→ Stated task
Reproduce every one of the rows below verbatim, line for line, with no changes.
——————
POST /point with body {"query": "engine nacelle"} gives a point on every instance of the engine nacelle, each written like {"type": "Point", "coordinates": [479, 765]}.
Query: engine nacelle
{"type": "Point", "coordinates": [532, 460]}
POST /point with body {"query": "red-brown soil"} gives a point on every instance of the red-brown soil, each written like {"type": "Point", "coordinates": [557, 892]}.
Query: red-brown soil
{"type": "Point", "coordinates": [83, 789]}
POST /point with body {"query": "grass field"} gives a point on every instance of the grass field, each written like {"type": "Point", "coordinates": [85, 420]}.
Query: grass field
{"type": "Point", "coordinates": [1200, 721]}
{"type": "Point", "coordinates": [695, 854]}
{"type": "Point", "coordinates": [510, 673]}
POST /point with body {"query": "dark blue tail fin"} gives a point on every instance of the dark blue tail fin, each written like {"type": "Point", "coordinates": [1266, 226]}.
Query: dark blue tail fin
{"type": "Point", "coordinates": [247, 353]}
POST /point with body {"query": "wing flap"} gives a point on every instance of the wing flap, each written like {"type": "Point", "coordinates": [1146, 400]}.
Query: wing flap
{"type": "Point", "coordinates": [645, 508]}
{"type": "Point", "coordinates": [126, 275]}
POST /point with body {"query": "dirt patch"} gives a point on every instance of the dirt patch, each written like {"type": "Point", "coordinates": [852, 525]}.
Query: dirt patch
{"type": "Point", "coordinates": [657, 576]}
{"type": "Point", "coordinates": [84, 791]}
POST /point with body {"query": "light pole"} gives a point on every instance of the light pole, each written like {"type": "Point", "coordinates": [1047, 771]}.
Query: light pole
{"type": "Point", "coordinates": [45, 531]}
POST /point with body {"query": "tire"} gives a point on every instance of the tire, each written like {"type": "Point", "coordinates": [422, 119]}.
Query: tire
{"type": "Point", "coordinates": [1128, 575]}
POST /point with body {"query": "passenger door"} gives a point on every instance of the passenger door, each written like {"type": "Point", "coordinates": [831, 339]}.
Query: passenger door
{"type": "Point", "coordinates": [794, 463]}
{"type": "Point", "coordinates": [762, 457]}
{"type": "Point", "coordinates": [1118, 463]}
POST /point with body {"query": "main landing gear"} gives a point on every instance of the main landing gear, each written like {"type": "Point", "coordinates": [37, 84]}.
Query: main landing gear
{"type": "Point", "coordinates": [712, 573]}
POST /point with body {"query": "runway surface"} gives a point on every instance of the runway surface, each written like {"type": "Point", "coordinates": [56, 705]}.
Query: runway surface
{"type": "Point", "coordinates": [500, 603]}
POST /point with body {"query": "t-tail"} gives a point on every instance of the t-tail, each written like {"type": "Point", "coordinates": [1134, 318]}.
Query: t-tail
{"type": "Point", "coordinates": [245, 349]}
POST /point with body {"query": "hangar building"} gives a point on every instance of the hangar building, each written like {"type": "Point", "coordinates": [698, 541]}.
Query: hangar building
——————
→ Full solution
POST /point with body {"query": "engine nacelle"} gives a point on every instance of the engine nacelle, each written like {"type": "Point", "coordinates": [479, 765]}.
Query: engine nacelle
{"type": "Point", "coordinates": [532, 460]}
POST /point with body {"query": "red-brown soil"} gives a point on every instance of the red-brown soil, each written like {"type": "Point", "coordinates": [557, 892]}.
Query: red-brown soil
{"type": "Point", "coordinates": [83, 789]}
POST /point with body {"query": "grass field"} gives a point on every instance of the grass field, each written like {"type": "Point", "coordinates": [85, 420]}.
Query: grass field
{"type": "Point", "coordinates": [1200, 721]}
{"type": "Point", "coordinates": [695, 854]}
{"type": "Point", "coordinates": [510, 673]}
POST /point with body {"query": "dark blue tail fin"} gives a point on every instance of the dark blue tail fin, each written like {"type": "Point", "coordinates": [1266, 226]}.
Query: dark blue tail fin
{"type": "Point", "coordinates": [247, 353]}
POST /point with body {"query": "wing flap"} gives a point on every instance of the wing flap, each written like {"type": "Point", "coordinates": [1146, 400]}.
Query: wing flap
{"type": "Point", "coordinates": [645, 508]}
{"type": "Point", "coordinates": [126, 275]}
POST /point with body {"query": "dirt patch"} gives a point on every instance of the dirt patch, each written like {"type": "Point", "coordinates": [852, 525]}.
Query: dirt patch
{"type": "Point", "coordinates": [657, 576]}
{"type": "Point", "coordinates": [84, 791]}
POST /point with body {"query": "light pole"} gives a point on every instance of the light pole, each written like {"type": "Point", "coordinates": [1047, 771]}.
Query: light pole
{"type": "Point", "coordinates": [45, 531]}
POST /point with body {"query": "tire"} gives a point on every instance of the tire, each written like {"type": "Point", "coordinates": [422, 119]}.
Query: tire
{"type": "Point", "coordinates": [1128, 575]}
POST /point with body {"query": "passenger door"} gives a point on every instance of the passenger door, each written like {"type": "Point", "coordinates": [831, 339]}.
Query: passenger door
{"type": "Point", "coordinates": [794, 463]}
{"type": "Point", "coordinates": [762, 457]}
{"type": "Point", "coordinates": [1118, 463]}
POST /point with body {"query": "main landing gear"} gives a point on every instance of the main landing gear, each written like {"type": "Point", "coordinates": [37, 84]}.
Query: main landing gear
{"type": "Point", "coordinates": [712, 573]}
POST /point with body {"query": "runway surface"} gives a point on every instance of the runway surface, each written like {"type": "Point", "coordinates": [56, 705]}.
Query: runway surface
{"type": "Point", "coordinates": [500, 603]}
POST /point with body {"query": "t-tail"} gives a point on every instance of the t-tail, each written like {"type": "Point", "coordinates": [1134, 318]}.
Query: t-tail
{"type": "Point", "coordinates": [245, 349]}
POST /point with body {"query": "hangar building"} gives a point on every instance of the hangar building, each written like {"type": "Point", "coordinates": [698, 541]}.
Query: hangar building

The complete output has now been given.